Work task: Only the lines from the one containing "Note: the class marks the outstretched" through the end of the listing are to be transcribed, exactly and with both ends included.

Recorded data:

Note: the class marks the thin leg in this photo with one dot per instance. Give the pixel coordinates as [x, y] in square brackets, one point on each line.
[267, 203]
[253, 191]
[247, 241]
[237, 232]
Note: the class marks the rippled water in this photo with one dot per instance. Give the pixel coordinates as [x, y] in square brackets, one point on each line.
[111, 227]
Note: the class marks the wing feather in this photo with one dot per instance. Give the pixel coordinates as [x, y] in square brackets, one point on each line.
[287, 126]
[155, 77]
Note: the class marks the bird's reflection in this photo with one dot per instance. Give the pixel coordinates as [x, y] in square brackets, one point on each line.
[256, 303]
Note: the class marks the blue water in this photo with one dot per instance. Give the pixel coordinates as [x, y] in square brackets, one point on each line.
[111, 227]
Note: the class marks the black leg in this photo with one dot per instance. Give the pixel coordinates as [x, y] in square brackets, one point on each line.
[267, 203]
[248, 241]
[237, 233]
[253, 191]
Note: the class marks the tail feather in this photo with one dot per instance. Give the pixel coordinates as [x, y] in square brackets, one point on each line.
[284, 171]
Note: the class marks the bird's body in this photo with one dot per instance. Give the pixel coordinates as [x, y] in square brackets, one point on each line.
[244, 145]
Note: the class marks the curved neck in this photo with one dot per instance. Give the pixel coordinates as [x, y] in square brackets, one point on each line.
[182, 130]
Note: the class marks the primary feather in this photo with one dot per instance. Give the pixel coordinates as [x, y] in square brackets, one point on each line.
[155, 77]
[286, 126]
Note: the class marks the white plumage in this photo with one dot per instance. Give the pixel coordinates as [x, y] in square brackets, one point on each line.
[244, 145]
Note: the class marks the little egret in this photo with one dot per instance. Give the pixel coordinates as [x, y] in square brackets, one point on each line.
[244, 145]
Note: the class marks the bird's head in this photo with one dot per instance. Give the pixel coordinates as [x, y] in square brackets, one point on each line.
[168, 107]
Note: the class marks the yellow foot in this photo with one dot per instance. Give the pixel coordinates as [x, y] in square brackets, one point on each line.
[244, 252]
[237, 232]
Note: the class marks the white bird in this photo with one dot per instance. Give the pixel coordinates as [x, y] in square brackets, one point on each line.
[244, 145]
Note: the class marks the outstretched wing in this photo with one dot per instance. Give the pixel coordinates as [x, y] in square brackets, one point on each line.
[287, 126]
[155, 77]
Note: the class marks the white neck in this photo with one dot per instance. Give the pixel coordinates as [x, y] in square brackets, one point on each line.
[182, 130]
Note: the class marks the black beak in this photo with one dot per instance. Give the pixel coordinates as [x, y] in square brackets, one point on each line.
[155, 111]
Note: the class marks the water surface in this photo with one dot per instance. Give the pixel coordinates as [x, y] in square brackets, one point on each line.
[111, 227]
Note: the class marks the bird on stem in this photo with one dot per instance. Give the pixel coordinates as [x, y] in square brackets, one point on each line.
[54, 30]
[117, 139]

Solution:
Note: the class marks the outstretched wing in this photo with one dot per instance. Give the pixel coordinates as [x, y] in square brackets, one point on each line.
[287, 126]
[155, 77]
Note: the class marks the white neck in this photo with one dot per instance. Give the pixel coordinates as [x, y] in square brackets, one point on each line.
[182, 130]
Note: the class marks the black beak in this photo with one dot per instance. Give the pixel coordinates as [x, y] in square brackets, one point on each line.
[155, 111]
Note: the class marks the water surface in this photo with one dot per instance. Give the pixel coordinates as [x, y] in square brackets, one point on each line.
[111, 227]
Note: the class marks the bird on stem in this photo with one dot per instance. Give the pixel coordinates as [x, y] in square brackets, one point on each line.
[54, 30]
[117, 139]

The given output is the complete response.